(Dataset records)
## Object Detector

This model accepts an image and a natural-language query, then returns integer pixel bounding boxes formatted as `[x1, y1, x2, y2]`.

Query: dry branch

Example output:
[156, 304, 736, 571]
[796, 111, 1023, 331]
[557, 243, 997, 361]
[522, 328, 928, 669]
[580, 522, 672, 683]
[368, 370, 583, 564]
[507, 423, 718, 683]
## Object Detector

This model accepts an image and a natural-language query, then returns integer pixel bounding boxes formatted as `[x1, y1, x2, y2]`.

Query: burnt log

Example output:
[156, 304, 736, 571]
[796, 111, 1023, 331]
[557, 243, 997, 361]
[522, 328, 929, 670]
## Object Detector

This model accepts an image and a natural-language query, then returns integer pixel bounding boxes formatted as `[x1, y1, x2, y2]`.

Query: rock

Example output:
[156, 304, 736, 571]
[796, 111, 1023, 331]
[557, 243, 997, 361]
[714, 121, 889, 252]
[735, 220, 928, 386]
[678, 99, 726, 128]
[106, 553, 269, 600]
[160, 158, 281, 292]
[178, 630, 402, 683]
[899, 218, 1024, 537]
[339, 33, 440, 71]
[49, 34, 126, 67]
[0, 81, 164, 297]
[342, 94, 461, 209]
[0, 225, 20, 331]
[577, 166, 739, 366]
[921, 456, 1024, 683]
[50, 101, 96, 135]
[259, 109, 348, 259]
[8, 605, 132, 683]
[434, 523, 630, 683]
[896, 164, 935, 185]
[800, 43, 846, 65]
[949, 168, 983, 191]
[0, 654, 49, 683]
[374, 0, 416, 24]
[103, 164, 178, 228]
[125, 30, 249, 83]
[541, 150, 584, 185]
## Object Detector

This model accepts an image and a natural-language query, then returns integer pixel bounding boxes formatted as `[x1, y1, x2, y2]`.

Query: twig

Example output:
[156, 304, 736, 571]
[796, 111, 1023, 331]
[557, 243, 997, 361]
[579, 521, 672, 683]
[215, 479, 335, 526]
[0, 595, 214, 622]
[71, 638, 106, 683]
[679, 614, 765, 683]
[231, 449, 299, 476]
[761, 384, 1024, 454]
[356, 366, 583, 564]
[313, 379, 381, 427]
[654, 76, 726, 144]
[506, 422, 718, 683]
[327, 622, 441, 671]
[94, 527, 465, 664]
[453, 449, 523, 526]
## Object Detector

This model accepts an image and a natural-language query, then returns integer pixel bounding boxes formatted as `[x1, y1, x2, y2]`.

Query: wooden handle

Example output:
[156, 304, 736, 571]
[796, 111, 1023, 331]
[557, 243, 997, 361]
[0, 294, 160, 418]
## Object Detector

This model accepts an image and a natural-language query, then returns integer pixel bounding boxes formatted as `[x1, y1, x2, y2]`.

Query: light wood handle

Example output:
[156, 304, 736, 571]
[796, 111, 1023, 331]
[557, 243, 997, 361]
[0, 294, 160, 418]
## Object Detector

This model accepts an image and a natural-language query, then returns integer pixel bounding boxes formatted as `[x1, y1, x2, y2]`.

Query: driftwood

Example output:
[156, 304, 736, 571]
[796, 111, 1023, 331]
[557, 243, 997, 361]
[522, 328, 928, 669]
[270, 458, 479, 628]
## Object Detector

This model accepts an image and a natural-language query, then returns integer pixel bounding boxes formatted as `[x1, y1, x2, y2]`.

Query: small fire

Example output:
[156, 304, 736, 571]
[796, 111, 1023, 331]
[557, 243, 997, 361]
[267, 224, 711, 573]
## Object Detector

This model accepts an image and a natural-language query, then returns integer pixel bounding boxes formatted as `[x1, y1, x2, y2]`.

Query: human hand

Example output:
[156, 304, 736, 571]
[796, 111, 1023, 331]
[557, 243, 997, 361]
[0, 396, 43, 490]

_Exercise_.
Copy all the rows above, putting "Sample output" in place of every "Example output" and leaving everything else unchanged.

_The solution_.
## Object Detector

This model accepts an image and a natural-language query, then returns integer pixel bounding boxes formatted as `[x1, y1, x2, y2]`.

Query: dry branch

Sample output:
[156, 304, 736, 571]
[796, 111, 1023, 331]
[557, 243, 997, 361]
[522, 328, 928, 669]
[580, 522, 672, 683]
[368, 370, 583, 564]
[507, 423, 718, 683]
## Object Detector

This model accepts an image and a natural-language query, then returns integer pixel bounding boxes formatted as `[x1, y1, x2, y2]`.

Query: burnt log

Sample output:
[156, 304, 736, 571]
[796, 111, 1023, 331]
[557, 243, 997, 361]
[522, 328, 929, 670]
## Object Detector

This model accepts an image and a natural-language query, then returns integer pixel bounding boxes formatted as `[x1, y1, x2, y2]`.

Query: rock

Sample output:
[156, 304, 736, 571]
[796, 111, 1023, 331]
[557, 243, 997, 361]
[714, 121, 889, 252]
[735, 220, 928, 386]
[678, 99, 726, 128]
[106, 553, 269, 600]
[160, 158, 281, 292]
[178, 630, 402, 683]
[899, 218, 1024, 537]
[339, 33, 440, 71]
[49, 34, 126, 67]
[0, 81, 164, 297]
[342, 94, 461, 209]
[0, 225, 20, 331]
[577, 166, 739, 366]
[921, 456, 1024, 683]
[50, 101, 96, 135]
[259, 109, 348, 259]
[8, 605, 132, 683]
[434, 523, 630, 683]
[896, 164, 935, 185]
[800, 43, 846, 65]
[949, 168, 983, 191]
[0, 654, 49, 683]
[374, 0, 416, 24]
[103, 164, 178, 228]
[125, 30, 249, 83]
[541, 150, 584, 185]
## Object Detector

This model accepts an image and a natural-language query, then returns integer pixel bounding boxes formatted as `[x1, y1, x2, y2]`.

Query: twig

Sample output:
[156, 304, 736, 571]
[796, 111, 1023, 331]
[557, 243, 997, 361]
[579, 521, 672, 683]
[215, 479, 335, 526]
[0, 595, 214, 622]
[71, 638, 106, 683]
[679, 614, 765, 683]
[231, 449, 299, 476]
[761, 384, 1024, 454]
[356, 366, 583, 564]
[313, 379, 381, 427]
[654, 76, 726, 144]
[506, 422, 718, 683]
[327, 622, 441, 671]
[94, 527, 465, 664]
[453, 449, 523, 526]
## Object Detector

This model accepts an image and a natural-language query, then returns integer pixel bounding boxes formatted as `[x1, y1, x2, y2]`.

Query: wooden handle

Sample output:
[156, 304, 736, 571]
[796, 111, 1023, 331]
[557, 243, 997, 361]
[0, 294, 160, 418]
## Object Detector

This model accepts an image and a natural-language query, then returns integer pixel bounding boxes formatted as `[x1, y1, x2, y2]`.

Query: light wood handle

Sample output:
[156, 304, 736, 571]
[796, 111, 1023, 331]
[557, 243, 997, 361]
[0, 294, 160, 418]
## Object Detector

This model accepts an image and a natural-language query, then returns integer pixel bounding boxes formatted as `[x1, y1, x2, y2]`.

Query: driftwood

Sample output:
[156, 304, 736, 571]
[796, 111, 1023, 331]
[557, 243, 997, 361]
[522, 328, 928, 669]
[270, 458, 479, 628]
## Object Detector

This model accepts an image and a natural-language query, then returns integer pixel bounding boxes formatted as `[x1, y1, x2, y2]`.

Query: small fire

Sample output:
[156, 304, 736, 571]
[796, 111, 1023, 331]
[557, 243, 997, 361]
[267, 224, 711, 573]
## Object Detector

This model accepts an image and a natural-language query, then returns integer pixel bounding boxes formatted as `[x1, y1, x2, y2]`.

Query: human hand

Sample output:
[156, 304, 736, 571]
[796, 111, 1023, 331]
[557, 243, 997, 361]
[0, 396, 43, 490]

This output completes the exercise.